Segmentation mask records
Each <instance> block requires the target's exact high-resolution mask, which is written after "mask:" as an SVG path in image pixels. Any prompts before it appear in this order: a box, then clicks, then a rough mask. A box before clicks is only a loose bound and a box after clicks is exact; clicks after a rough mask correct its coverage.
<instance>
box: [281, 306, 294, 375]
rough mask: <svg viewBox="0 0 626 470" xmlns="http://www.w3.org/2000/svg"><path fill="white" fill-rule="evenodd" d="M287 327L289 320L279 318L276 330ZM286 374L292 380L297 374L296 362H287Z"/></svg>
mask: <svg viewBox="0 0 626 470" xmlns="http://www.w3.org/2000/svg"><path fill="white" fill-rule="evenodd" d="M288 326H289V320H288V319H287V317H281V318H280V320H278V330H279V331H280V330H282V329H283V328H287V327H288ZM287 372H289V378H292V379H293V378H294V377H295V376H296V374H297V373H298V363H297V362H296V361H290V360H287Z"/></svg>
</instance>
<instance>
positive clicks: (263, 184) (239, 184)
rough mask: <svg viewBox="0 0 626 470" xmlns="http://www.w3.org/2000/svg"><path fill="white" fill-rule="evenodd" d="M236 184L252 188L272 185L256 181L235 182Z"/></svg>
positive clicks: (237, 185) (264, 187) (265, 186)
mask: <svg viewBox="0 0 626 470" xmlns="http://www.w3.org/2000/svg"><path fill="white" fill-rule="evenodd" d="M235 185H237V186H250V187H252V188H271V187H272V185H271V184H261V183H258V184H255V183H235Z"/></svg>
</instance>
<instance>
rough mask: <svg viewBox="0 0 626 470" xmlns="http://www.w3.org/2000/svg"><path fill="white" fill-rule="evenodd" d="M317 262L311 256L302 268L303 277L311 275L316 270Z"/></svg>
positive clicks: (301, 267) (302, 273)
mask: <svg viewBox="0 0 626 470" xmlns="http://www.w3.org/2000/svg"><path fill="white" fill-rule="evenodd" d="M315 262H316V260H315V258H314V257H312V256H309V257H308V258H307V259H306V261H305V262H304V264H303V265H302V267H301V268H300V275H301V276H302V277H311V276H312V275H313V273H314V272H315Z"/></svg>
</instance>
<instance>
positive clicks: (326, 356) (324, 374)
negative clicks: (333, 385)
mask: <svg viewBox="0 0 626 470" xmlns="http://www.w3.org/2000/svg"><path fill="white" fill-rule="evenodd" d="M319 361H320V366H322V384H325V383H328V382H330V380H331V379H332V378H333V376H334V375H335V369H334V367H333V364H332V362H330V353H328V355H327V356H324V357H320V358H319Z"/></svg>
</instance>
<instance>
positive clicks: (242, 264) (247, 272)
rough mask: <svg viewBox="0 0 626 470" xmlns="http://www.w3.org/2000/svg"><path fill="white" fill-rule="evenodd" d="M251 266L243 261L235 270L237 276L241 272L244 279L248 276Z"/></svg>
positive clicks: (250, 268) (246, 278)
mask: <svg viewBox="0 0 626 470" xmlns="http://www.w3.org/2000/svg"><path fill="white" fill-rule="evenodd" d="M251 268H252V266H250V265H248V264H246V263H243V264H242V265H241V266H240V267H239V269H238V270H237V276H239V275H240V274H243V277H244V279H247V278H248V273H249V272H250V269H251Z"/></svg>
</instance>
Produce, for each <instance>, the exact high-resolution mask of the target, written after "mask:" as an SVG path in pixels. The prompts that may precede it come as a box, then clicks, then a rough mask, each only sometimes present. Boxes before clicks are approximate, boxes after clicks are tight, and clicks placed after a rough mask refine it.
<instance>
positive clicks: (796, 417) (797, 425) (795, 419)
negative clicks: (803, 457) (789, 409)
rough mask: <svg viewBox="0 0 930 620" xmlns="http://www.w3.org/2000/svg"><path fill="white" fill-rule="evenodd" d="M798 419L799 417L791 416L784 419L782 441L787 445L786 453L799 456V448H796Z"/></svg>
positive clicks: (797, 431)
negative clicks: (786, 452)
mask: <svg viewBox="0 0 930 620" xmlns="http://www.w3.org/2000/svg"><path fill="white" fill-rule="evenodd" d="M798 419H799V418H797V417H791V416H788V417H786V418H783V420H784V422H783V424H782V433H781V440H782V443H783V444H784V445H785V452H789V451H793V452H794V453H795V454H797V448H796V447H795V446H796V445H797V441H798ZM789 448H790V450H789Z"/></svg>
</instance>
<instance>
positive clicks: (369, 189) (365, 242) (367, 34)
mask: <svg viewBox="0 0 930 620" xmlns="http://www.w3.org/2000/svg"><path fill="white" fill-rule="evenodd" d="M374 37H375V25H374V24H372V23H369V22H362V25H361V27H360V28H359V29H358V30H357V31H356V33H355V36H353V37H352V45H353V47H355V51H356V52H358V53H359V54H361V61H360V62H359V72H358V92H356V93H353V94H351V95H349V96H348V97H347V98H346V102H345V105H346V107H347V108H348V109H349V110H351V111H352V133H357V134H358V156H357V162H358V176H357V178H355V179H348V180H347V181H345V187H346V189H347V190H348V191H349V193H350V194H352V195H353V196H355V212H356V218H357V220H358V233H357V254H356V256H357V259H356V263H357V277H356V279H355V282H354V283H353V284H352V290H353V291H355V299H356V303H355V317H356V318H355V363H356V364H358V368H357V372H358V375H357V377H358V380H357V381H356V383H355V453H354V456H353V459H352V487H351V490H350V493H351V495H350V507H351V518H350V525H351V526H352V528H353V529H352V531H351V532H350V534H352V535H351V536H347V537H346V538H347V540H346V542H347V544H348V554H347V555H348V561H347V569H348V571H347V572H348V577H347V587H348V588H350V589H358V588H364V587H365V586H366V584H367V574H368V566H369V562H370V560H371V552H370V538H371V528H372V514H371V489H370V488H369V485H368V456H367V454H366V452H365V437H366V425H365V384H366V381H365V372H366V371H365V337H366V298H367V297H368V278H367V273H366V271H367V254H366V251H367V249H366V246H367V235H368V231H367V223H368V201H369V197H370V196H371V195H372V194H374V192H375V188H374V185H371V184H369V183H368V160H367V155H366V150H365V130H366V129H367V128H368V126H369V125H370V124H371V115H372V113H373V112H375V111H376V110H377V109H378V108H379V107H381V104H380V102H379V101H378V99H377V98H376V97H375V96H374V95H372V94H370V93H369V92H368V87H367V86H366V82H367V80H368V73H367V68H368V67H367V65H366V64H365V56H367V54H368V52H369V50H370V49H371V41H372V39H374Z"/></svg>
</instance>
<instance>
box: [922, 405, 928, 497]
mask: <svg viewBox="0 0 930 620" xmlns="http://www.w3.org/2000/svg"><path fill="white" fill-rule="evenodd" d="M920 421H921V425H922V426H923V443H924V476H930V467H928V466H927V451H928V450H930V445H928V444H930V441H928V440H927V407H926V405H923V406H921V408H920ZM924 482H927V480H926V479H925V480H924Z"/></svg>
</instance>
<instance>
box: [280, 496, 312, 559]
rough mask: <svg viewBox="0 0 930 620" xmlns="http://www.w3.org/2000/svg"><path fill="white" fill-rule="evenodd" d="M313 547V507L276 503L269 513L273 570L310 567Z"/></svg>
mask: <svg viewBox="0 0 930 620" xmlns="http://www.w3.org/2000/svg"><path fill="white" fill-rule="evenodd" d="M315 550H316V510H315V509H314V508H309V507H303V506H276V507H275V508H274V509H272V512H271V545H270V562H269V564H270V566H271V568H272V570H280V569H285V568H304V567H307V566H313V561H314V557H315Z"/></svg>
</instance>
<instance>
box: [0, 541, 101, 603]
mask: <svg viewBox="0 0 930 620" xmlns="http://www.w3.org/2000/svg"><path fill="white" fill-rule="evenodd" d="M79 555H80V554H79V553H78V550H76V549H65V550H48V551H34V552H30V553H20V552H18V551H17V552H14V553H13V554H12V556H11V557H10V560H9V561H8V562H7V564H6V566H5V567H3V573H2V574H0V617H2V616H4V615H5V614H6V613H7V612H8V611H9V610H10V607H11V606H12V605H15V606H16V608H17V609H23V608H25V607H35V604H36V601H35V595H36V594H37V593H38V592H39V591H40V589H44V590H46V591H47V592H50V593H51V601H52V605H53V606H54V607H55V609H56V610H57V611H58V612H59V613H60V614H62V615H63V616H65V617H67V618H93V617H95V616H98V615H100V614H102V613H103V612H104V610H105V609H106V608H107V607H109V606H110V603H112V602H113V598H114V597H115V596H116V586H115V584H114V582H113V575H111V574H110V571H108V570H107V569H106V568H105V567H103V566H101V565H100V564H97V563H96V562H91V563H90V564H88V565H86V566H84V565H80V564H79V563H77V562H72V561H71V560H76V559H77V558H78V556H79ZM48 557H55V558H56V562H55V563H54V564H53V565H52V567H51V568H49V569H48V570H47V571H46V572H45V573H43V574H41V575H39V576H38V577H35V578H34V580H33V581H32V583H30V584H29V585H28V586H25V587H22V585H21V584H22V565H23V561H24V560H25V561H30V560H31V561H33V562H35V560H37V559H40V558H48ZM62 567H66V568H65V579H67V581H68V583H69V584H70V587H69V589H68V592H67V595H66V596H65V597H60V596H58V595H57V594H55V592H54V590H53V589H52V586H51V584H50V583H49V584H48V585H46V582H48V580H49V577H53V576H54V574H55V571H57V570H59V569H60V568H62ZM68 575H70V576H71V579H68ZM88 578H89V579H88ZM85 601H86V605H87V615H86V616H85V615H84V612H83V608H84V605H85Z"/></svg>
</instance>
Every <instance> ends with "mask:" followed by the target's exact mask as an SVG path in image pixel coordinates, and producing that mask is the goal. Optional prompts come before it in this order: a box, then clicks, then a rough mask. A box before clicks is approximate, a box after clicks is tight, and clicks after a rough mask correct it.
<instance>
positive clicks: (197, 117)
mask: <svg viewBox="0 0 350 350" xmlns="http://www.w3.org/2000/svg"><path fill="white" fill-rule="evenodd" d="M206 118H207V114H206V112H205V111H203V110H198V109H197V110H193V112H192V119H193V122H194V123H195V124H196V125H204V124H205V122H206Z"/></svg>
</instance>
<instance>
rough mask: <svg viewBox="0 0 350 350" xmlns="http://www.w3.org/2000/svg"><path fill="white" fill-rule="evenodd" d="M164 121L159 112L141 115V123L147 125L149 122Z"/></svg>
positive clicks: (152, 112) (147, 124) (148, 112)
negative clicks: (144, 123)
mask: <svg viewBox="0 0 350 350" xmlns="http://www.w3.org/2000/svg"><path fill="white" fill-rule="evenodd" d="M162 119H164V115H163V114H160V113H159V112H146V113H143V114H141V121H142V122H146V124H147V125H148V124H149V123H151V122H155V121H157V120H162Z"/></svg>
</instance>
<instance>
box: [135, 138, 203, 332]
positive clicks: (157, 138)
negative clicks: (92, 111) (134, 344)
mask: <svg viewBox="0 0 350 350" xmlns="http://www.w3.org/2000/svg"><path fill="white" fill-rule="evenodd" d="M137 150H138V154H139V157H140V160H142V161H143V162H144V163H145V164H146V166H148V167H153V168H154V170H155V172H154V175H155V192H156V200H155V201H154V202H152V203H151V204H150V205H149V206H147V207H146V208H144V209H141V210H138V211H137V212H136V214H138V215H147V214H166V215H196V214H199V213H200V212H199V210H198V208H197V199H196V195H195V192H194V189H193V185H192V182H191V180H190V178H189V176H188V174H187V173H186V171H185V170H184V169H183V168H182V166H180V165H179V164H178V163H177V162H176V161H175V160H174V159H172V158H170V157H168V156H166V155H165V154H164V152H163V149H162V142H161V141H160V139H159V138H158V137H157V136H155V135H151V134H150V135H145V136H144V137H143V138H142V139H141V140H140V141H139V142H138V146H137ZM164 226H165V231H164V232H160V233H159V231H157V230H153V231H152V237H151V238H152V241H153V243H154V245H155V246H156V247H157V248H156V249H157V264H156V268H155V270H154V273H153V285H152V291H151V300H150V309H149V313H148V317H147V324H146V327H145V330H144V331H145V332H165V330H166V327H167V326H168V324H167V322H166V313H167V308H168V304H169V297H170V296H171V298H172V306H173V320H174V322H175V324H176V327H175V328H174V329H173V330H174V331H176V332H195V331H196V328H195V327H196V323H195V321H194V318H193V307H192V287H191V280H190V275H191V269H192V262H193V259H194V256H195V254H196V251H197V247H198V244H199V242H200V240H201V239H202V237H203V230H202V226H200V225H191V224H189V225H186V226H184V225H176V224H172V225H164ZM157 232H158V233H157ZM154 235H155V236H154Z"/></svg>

** TO-DO ITEM **
Extract every line of the records that contains the string "approximate", matching case exactly.

** ANSWER TO THE EXERCISE **
Produce, for each <instance>, the exact high-resolution mask of the target, written after "mask:" as an SVG path in pixels. The prompts that may precede it come as a box, then clicks, then a rough mask, each only sometimes present. Boxes before clicks are approximate, boxes after clicks are tight, and clicks placed after a rough mask refine it.
Every <instance> ends with "mask:" followed by the target's exact mask as an SVG path in image pixel coordinates, and producing that mask is the goal. Optional prompts come before it in this order: a box, then clicks, then a rough mask. A box before clicks is approximate, a box after clicks is tight, and clicks after a rough mask correct it.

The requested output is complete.